▸ **PROBLEM DETAILS**
Gather every line of the records that follow that contains the string "below", treating uppercase and lowercase as different.

Source records:
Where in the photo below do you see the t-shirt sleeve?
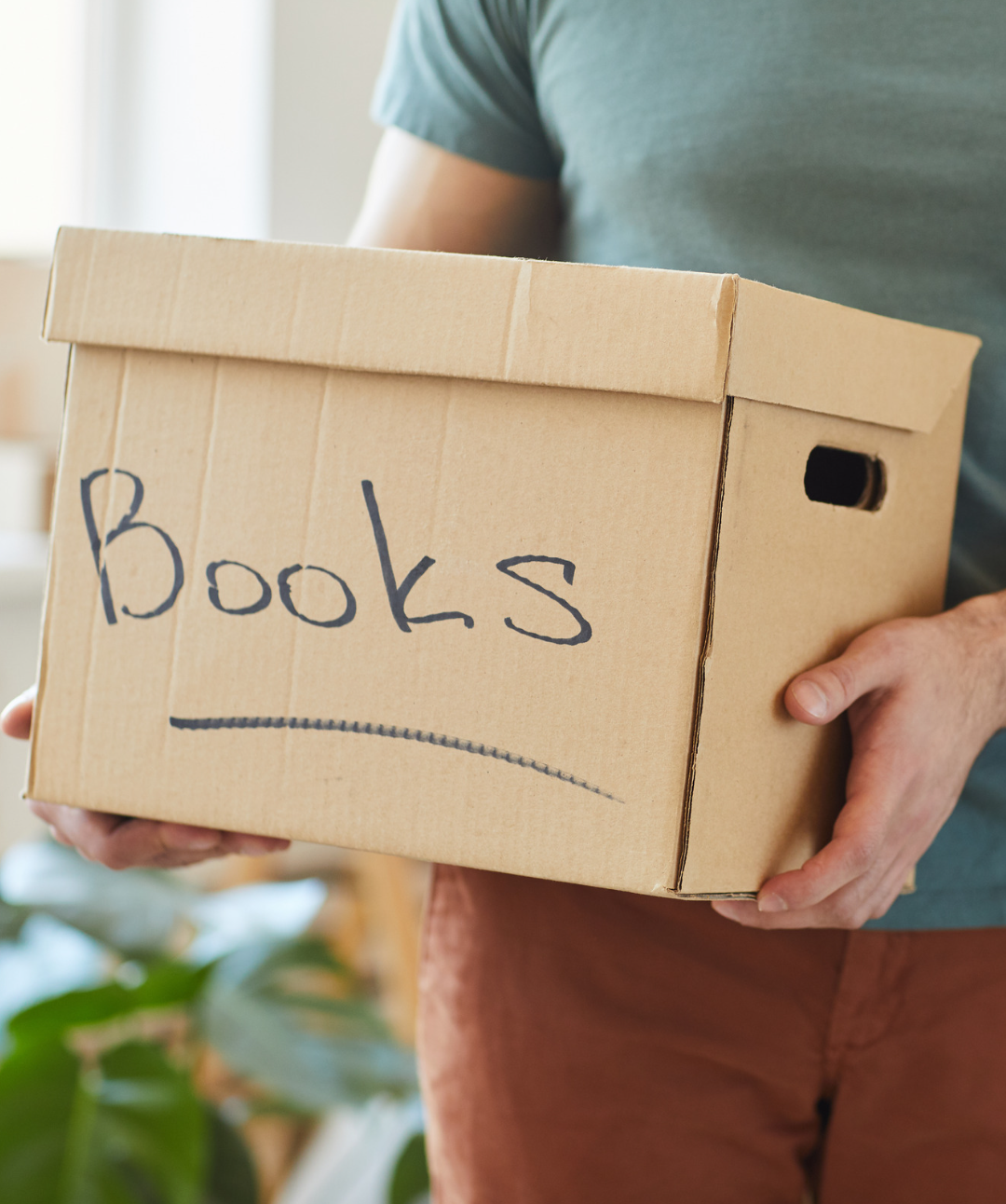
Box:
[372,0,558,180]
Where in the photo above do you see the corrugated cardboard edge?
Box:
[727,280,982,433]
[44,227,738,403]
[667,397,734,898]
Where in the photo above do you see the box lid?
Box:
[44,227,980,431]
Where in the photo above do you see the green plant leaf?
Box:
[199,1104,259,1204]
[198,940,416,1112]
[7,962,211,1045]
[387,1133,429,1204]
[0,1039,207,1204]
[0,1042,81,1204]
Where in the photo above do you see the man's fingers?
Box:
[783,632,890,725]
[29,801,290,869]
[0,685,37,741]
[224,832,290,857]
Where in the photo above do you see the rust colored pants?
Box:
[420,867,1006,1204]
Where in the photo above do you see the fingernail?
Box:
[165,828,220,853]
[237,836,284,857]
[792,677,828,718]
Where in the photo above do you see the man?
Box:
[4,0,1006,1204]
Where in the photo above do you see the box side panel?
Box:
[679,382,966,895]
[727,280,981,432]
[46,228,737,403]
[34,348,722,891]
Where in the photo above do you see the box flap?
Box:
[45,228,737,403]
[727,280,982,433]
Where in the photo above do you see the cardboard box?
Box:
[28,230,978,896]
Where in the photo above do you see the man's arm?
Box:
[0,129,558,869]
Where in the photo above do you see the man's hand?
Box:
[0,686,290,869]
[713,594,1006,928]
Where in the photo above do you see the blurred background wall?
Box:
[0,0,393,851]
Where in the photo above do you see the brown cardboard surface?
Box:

--

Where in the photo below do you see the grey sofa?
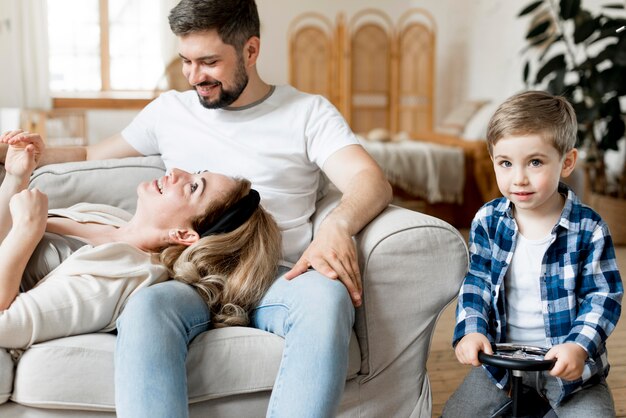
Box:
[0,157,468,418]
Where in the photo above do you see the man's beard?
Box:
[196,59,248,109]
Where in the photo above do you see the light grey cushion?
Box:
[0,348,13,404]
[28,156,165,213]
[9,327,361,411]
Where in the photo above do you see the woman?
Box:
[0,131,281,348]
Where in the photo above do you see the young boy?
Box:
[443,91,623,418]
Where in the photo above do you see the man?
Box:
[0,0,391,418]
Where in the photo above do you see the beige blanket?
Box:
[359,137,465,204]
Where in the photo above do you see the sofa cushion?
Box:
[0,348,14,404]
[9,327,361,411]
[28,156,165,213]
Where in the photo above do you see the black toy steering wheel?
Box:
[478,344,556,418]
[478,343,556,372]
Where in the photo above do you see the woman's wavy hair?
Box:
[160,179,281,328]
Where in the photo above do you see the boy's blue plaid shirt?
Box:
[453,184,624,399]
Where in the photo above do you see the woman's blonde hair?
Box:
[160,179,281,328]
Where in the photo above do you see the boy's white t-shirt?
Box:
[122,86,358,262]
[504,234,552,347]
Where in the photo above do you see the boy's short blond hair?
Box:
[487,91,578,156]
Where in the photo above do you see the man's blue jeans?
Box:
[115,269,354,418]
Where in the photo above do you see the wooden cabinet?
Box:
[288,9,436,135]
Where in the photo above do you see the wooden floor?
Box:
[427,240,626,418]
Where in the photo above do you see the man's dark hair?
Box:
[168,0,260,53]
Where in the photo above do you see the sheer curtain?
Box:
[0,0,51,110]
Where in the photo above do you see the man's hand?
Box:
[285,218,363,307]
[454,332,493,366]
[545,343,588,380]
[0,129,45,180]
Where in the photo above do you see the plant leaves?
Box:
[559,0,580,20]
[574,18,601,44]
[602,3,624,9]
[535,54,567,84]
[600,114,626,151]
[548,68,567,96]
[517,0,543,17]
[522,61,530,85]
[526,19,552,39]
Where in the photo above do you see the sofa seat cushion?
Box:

▸ **WRITTEN REPLY**
Where in the photo below do you see the t-shirt sleeve?
Where in the photo below do you see the grey sofa?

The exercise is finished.